-------- Data entries --------

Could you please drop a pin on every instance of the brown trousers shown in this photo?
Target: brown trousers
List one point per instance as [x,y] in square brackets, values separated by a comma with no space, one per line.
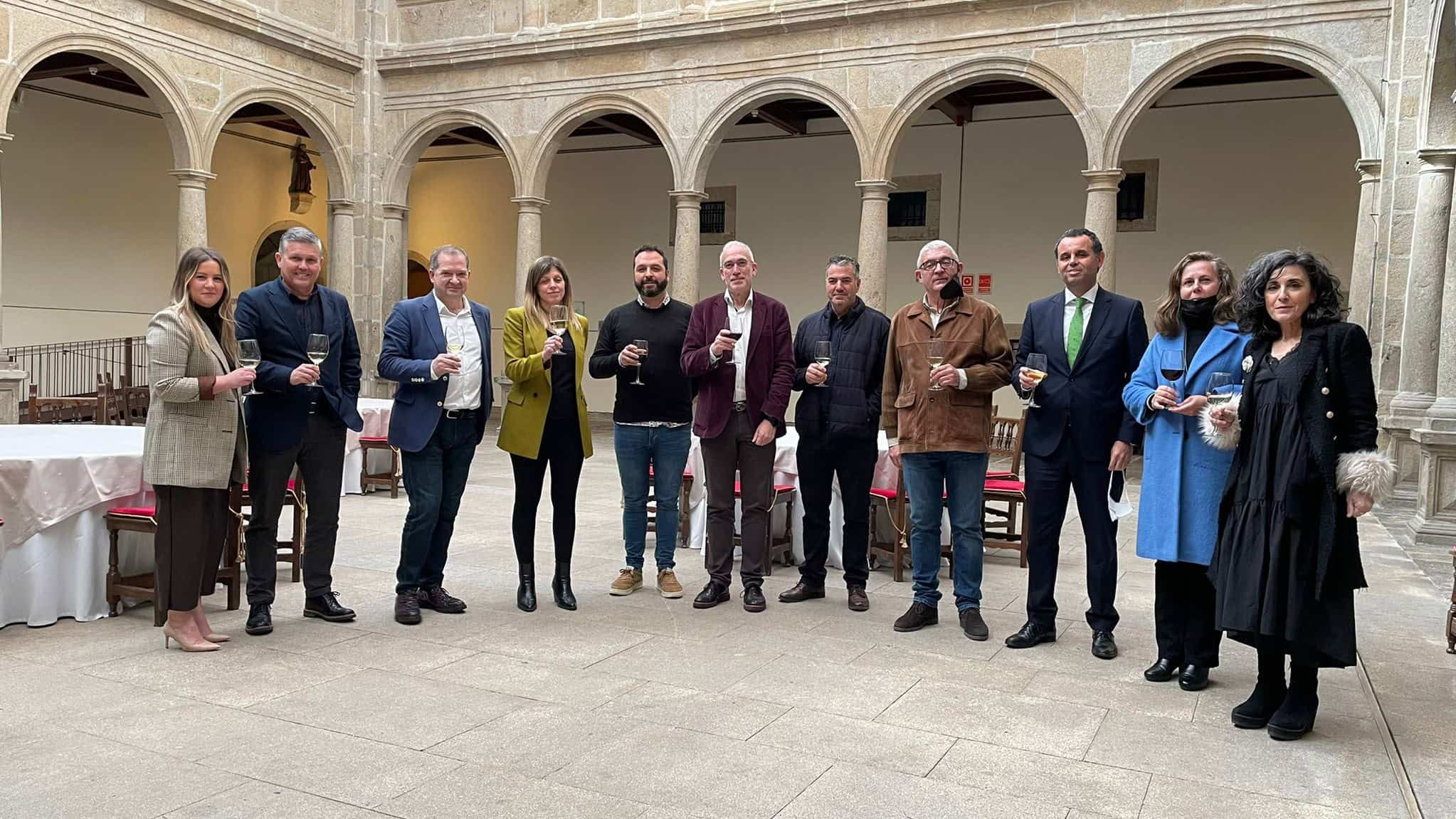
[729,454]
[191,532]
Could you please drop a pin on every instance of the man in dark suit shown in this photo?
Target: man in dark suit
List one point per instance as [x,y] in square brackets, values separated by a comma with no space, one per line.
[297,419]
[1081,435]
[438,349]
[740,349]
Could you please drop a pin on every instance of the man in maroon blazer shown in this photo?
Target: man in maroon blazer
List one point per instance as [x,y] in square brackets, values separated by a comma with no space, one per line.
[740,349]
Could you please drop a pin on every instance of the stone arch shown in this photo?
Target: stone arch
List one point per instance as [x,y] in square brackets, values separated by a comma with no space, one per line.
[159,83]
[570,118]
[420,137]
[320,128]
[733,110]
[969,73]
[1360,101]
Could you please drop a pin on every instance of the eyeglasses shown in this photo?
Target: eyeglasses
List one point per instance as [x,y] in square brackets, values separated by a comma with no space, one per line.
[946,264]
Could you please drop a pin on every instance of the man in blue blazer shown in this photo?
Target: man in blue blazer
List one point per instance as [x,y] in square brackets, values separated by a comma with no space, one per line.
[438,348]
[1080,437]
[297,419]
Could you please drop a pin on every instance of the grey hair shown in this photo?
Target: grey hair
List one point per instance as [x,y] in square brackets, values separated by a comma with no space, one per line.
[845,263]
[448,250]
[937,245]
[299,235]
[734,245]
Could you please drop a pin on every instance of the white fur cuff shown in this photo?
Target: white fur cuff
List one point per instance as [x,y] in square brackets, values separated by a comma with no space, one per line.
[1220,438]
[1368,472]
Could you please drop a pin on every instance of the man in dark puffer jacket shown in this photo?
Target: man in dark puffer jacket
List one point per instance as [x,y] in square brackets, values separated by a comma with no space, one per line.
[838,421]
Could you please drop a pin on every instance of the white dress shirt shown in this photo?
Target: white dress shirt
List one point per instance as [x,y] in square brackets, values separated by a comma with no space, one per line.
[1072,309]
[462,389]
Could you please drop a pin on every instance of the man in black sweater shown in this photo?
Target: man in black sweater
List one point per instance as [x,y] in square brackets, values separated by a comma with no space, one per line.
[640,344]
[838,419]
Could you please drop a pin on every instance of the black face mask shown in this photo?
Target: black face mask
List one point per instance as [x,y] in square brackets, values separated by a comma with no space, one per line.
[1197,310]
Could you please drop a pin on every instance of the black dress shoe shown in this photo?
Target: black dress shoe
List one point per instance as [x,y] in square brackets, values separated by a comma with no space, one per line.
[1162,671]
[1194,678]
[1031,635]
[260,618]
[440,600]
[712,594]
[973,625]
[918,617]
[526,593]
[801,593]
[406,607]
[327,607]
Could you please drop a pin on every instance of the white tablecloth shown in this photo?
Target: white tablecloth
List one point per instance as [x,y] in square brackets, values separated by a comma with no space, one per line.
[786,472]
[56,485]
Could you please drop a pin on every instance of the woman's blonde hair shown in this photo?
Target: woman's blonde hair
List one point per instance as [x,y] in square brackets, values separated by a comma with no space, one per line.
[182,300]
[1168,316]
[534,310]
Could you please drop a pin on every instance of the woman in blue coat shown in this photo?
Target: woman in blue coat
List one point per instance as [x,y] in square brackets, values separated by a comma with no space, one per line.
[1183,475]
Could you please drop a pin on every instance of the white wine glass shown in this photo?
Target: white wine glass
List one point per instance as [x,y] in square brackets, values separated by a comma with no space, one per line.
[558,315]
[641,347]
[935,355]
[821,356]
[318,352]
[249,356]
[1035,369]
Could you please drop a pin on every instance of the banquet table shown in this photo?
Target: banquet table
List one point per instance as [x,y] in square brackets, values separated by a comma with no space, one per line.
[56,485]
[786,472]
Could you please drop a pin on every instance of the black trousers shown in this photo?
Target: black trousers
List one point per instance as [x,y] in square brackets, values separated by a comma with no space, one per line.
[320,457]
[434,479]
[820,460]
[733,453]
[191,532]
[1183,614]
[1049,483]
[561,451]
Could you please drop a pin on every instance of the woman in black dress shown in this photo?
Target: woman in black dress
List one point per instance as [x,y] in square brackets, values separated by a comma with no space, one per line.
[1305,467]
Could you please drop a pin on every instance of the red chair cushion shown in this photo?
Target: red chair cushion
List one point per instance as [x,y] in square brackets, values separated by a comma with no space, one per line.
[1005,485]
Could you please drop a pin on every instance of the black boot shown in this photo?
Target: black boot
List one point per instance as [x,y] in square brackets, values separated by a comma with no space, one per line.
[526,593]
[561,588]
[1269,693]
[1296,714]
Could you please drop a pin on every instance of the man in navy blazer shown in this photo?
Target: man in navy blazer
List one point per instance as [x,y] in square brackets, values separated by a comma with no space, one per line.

--------

Retype exactly the lines from the one containing "cushion shown in this photo?" through the last line of the records above, including both.

Task response
Could you please drop a pin on every instance of the red chair cushion shown in this photo?
Target: red chair cushion
List one point per instance as [x,y] in square brackets, values separated by a comma with no space, one per line.
[1005,485]
Could you please drop a pin on every instance of the black boot shown in this photo?
Target: black boot
List one point per instance as [x,y] in square brackets, values separated by a comma with no space, one per line.
[526,593]
[561,588]
[1269,693]
[1296,714]
Could you please drop a pin on every instance of the man in navy blazer shown in this photo?
Target: man in navy blazer
List one point per instance as [x,y] in square brackets, values separated by a comma with no space, one per line.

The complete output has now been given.